Zadanie 1 →
Ułóż w tabelę Markdown wszystko z rekordów, od samego początku aż do wiersza z "x=225 y=269" włącznie, w dwóch kolumnach: Nr z numerem wiersza i Treść z samym wierszem. Pomiń puste wiersze.

Fragment strony →
————
Podobna seria ataków nawiedziła ten kraj także rok temu, tyle, że było to 24 grudnia… Wtedy zginęło prawie pięćdziesięciu wyznawców Chrystusa. Do obu serii zamachów przyznała się jedna z sekt islamskich, stawiających sobie za cel niszczenie chrześcijaństwa jako wytworu kultury zachodniej. Jak by tego nie zwał i nie określał – zginęło bardzo wielu wyznawców Chrystusa, zjednoczonych na modlitwie. I tak jest, Kochani, ciągle.
Chrześcijaństwo było i jest najbardziej prześladowaną religią na świecie! Tak było od zawsze i tak jest – jak to pokazały wspomniane wydarzenia – aż do dzisiaj. A precyzyjnie – do wczoraj… Chociaż nie wiemy, co przyniesie dzień dzisiejszy…
I to właśnie z tego powodu, przeżywanie Narodzin Chrystusa bez świadomości, że wiara w Niego i świadczenie o Nim po prostu kosztuje – takie przeżywanie byłoby i niepełne, i nieprawdziwe. Może właśnie dlatego Kościół czyni w liturgii tak radykalne zestawienie, aby poruszyć serca tych wszystkich, którzy koncentrują się na zewnętrznym jedynie świętowaniu jakiejś tradycji i zewnętrznego blichtru, a wcale nie wchodzą w głąb.
A przecież – tak się nie da! Bo wiara domaga się świadectwa! Wiara domaga się jasnego opowiedzenia się za Chrystusem, czasami wbrew wszystkim i wszystkiemu! Wiary nie da się wyznawać ukradkiem, przypadkiem, od niechcenia, przy okazji – i po cichu. A traktowanie Jezusa jako słodkiego „bobaska” czy kolorową figurkę z kościelnej szopki – urąga Jego Boskości! Dlatego Kościół, poprzez to właśnie radykalne zestawienie, pomaga nam należycie ustawić w sercach rozumienie całej sprawy i od samego początku wskazuje na właściwe pojmowanie osoby i misji Chrystusa. A jednocześnie – pomaga mądrze ukształtować nasze podejście do Niego.
I wcale nie chodzi o to, że trzeba będzie złożyć – w sensie dosłownym – swoje życie w ofierze. Natomiast z całą pewnością trzeba będzie niejednokrotnie wyraźnie, odważnie i bez kompleksów – do Chrystusa się przyznać. A wtedy przykład i wstawiennictwo Szczepana – i wielu, jemu podobnych, bohaterskich męczenników – niech będzie dla nas pomocą i zachętą!
W tym kontekście zastanówmy się:
· Czy nie unikam jasnego i konkretnego przyznawania się do wiary?
· Czy moja wiara nie jest tylko zewnętrzna – i odświętna?
————
Podane dane →
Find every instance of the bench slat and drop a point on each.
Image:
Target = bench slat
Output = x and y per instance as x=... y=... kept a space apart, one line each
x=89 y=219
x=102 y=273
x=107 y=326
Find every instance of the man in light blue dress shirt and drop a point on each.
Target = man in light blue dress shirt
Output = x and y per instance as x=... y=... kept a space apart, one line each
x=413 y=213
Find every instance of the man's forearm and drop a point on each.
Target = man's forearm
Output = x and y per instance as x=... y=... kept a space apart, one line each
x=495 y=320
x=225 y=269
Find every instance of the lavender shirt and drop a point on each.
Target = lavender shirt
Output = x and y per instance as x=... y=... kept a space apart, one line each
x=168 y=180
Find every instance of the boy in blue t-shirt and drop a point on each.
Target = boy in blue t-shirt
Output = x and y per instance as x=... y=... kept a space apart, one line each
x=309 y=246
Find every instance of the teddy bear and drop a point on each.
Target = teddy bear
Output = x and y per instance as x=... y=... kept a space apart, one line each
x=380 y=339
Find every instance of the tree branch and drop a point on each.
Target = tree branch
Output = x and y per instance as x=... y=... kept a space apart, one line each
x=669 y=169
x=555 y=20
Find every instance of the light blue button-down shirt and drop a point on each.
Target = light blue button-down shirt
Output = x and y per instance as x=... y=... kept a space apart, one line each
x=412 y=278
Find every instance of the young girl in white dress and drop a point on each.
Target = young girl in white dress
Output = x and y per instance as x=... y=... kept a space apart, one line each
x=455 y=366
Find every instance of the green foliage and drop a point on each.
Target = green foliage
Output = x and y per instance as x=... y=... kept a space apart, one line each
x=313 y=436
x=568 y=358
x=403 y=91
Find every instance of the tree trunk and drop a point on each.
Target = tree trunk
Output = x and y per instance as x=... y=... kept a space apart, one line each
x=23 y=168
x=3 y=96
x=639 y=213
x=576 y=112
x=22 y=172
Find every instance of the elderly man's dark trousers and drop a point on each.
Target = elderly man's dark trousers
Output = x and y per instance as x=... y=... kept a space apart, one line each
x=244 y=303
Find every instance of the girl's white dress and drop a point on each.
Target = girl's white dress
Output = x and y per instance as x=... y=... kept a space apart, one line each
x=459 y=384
————
Zadanie 2 →
Ilu wyznawców Chrystusa zginęło według fragmentu o prześladowaniu chrześcijan w ataku sprzed roku, 24 grudnia?

Odpowiedź 1 →
| Nr | Treść |
|---|---|
| 1 | Find every instance of the bench slat and drop a point on each. |
| 2 | Image: |
| 3 | Target = bench slat |
| 4 | Output = x and y per instance as x=... y=... kept a space apart, one line each |
| 5 | x=89 y=219 |
| 6 | x=102 y=273 |
| 7 | x=107 y=326 |
| 8 | Find every instance of the man in light blue dress shirt and drop a point on each. |
| 9 | Target = man in light blue dress shirt |
| 10 | Output = x and y per instance as x=... y=... kept a space apart, one line each |
| 11 | x=413 y=213 |
| 12 | Find every instance of the man's forearm and drop a point on each. |
| 13 | Target = man's forearm |
| 14 | Output = x and y per instance as x=... y=... kept a space apart, one line each |
| 15 | x=495 y=320 |
| 16 | x=225 y=269 |

Odpowiedź 2 →
Prawie pięćdziesięciu.